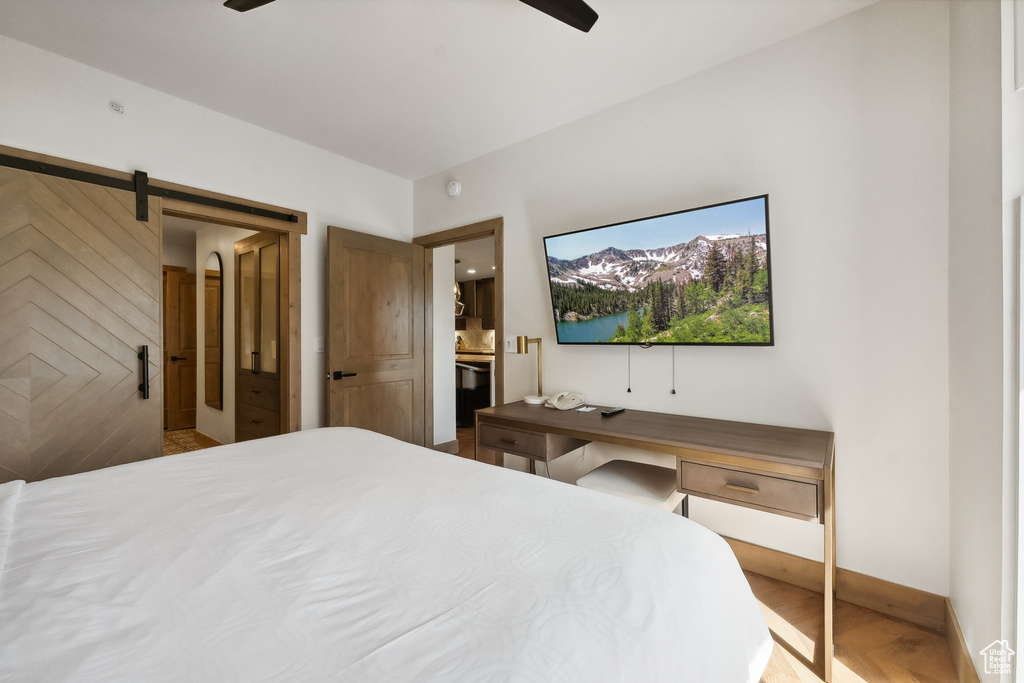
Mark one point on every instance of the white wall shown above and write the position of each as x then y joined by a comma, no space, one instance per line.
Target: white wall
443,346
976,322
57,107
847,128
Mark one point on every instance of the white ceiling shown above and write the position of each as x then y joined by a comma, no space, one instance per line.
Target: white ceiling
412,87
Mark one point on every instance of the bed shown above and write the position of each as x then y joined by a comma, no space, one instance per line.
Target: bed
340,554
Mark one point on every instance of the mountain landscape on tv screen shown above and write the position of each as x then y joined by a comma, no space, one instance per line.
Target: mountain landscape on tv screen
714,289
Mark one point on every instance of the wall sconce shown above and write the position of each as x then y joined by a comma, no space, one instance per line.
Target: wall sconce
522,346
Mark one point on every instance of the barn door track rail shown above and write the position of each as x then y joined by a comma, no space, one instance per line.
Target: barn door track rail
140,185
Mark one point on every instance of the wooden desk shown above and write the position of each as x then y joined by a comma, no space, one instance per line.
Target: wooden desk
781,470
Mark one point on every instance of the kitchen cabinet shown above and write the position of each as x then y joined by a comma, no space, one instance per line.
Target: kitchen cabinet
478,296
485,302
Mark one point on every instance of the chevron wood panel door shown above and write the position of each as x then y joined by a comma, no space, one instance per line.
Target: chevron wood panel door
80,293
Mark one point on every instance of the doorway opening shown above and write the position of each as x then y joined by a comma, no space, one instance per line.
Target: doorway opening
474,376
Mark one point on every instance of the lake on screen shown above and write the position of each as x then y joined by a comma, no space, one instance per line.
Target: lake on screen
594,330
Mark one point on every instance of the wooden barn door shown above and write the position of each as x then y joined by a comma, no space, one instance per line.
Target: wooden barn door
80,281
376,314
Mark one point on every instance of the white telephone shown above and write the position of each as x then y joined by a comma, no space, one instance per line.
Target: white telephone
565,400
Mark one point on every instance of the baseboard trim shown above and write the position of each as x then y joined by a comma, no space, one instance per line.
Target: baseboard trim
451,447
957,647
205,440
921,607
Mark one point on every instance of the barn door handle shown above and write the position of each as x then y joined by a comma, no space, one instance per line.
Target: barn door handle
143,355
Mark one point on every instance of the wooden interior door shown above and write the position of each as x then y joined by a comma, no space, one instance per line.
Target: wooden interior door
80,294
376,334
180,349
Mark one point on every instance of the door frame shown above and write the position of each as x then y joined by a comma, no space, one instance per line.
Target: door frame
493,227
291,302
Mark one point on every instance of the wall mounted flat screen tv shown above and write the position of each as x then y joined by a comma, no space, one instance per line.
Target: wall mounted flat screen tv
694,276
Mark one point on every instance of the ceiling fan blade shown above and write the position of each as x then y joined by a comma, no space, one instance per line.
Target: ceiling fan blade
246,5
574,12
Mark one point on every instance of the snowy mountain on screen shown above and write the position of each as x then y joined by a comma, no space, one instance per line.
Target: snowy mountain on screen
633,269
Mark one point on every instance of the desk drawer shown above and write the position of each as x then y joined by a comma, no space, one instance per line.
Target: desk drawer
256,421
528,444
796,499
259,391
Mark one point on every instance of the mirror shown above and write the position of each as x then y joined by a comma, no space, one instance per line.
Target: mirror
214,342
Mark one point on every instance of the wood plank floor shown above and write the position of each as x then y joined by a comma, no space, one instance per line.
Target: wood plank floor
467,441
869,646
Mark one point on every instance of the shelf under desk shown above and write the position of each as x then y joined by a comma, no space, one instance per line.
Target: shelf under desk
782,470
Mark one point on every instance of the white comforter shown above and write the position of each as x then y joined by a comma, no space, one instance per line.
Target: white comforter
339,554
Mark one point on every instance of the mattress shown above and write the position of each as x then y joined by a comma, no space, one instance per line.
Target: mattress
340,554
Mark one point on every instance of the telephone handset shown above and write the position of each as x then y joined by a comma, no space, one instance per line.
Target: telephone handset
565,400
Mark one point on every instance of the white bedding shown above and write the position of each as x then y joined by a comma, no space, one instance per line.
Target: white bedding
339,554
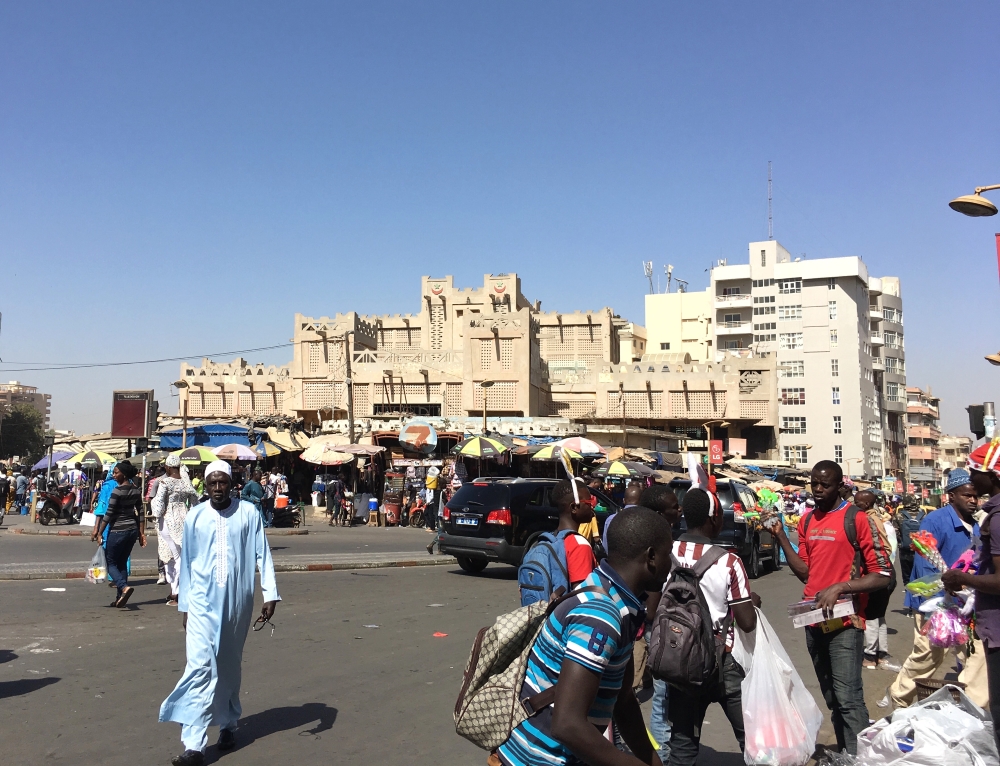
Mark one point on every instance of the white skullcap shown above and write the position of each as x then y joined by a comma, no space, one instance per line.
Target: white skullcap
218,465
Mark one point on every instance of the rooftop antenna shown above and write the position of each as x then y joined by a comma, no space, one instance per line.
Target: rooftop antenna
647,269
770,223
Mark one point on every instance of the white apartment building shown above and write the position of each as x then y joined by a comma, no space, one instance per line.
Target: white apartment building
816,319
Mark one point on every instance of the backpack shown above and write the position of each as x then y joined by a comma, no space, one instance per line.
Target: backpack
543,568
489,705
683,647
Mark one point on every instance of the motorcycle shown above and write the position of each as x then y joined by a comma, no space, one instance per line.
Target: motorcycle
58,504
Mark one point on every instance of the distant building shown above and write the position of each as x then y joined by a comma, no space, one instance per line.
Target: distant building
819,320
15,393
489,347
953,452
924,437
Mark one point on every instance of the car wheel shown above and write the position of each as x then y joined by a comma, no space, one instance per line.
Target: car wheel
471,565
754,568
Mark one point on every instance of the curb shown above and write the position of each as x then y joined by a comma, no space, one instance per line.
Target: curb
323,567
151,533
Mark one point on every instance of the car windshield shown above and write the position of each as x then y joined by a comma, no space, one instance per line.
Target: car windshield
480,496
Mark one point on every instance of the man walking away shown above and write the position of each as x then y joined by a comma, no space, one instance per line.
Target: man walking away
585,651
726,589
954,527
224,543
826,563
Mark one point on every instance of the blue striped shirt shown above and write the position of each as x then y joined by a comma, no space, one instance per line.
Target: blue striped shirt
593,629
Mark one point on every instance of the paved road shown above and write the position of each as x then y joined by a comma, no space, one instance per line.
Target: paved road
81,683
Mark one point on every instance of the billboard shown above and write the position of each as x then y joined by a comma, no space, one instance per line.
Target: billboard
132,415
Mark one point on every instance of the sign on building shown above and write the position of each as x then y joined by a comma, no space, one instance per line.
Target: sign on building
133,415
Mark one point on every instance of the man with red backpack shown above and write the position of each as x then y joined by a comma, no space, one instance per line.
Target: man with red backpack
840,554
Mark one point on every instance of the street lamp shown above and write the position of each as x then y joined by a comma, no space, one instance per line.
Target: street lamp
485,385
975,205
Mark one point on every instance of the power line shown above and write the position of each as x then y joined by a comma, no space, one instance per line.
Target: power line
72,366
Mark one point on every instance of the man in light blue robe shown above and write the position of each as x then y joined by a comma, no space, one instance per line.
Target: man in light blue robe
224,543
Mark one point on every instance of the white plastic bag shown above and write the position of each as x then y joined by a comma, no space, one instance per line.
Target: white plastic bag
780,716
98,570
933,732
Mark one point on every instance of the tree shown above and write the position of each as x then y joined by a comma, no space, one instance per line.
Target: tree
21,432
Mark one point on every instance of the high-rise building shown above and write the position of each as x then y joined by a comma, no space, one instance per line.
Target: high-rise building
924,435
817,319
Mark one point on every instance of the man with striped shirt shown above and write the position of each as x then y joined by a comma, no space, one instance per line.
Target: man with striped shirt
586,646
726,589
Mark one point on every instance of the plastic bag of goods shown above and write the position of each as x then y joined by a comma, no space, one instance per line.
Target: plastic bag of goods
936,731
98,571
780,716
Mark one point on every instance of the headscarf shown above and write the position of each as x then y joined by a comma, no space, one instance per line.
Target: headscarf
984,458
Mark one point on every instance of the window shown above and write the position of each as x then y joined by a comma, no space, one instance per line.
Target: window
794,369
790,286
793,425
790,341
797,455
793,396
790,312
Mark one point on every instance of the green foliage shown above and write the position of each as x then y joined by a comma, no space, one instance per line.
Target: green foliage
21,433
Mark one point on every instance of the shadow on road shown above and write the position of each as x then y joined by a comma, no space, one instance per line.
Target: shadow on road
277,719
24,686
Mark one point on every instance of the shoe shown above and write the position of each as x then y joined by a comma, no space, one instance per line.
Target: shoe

→ **ASSIGNMENT**: Go through the listing above and locate each line that holds the word "shoe". Copy those lines.

→ **ANSWER BOX**:
Mark one point on every instance of the shoe shown above and write the position of each as x then y joined by a comma, no space, one instance per line.
Target: shoe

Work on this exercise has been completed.